Reproduce the data below in full. Nothing should differ from the original.

▸ Entries shown
<<<<

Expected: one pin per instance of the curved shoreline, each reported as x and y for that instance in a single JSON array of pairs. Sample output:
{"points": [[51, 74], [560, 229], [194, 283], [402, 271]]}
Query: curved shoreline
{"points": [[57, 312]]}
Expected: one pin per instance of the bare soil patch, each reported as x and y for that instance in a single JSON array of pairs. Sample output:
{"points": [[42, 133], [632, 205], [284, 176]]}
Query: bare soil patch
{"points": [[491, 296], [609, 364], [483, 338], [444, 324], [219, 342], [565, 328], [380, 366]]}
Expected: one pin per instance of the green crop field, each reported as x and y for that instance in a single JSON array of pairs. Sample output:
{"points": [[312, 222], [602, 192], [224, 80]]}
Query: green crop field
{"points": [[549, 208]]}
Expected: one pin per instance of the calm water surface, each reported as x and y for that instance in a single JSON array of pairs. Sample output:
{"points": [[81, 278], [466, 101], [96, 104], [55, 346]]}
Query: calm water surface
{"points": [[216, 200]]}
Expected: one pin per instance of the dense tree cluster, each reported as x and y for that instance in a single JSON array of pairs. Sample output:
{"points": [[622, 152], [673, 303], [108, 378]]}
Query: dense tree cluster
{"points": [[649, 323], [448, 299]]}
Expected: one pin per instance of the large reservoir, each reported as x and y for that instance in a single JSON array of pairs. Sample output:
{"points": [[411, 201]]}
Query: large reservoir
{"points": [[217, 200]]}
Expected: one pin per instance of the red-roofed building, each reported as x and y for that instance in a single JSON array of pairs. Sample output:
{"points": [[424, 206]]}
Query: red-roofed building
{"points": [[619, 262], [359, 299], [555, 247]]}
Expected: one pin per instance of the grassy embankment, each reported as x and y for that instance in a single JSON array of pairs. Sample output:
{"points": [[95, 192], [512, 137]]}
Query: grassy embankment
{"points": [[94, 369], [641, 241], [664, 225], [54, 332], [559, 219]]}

>>>>

▸ Response to the exercise
Expected: one pin per instance of the curved shoreline, each reported as x and y for that instance in a single JSON array of pairs. Sample output:
{"points": [[51, 74], [560, 229], [194, 283], [402, 271]]}
Query: curved shoreline
{"points": [[57, 312]]}
Expected: one pin per instance of the bare soil patch, each reported as x and y for that instance in a single JSON array of pairs. Sample output:
{"points": [[42, 133], [632, 205], [284, 176]]}
Query: bare soil patch
{"points": [[491, 296], [609, 364], [483, 338], [444, 324], [219, 342], [565, 328], [380, 366]]}
Expected: one pin per instance of the green crop field, each reported as x and y for that instance in a single JSON array of pairs. Sample output:
{"points": [[312, 222], [602, 192], [224, 80]]}
Query: green crop field
{"points": [[549, 208]]}
Expected: one pin per instance of the calm water surface, each reported as x and y for that instance in a single JSON array of pairs. Sample output:
{"points": [[81, 278], [466, 101], [96, 104], [55, 346]]}
Query: calm water surface
{"points": [[216, 200]]}
Expected: one pin per instance of the dense tree cluster, each reported as x and y for that instance in a single JSON array of pairs. Sample output:
{"points": [[622, 152], [673, 303], [108, 378]]}
Query: dense tree cluster
{"points": [[649, 323], [448, 299]]}
Expected: one pin per instance of the large reservoir, each reported as x and y for that instance in a single JSON array of pairs. Sample output:
{"points": [[411, 201]]}
Query: large reservoir
{"points": [[217, 200]]}
Expected: one pin per instance of the red-roofed building, each reported as x and y for that instance in a single JSON array of pairs. Sample output:
{"points": [[424, 206]]}
Query: red-roofed building
{"points": [[619, 262], [359, 299], [555, 247]]}
Expected: one pin per instance of the grassy embankment, each reported as x and y for that instance in a single JSON array of pairs. Sample output:
{"points": [[95, 192], [512, 137]]}
Query: grassy embankment
{"points": [[94, 369], [641, 241], [664, 225], [54, 332], [559, 219]]}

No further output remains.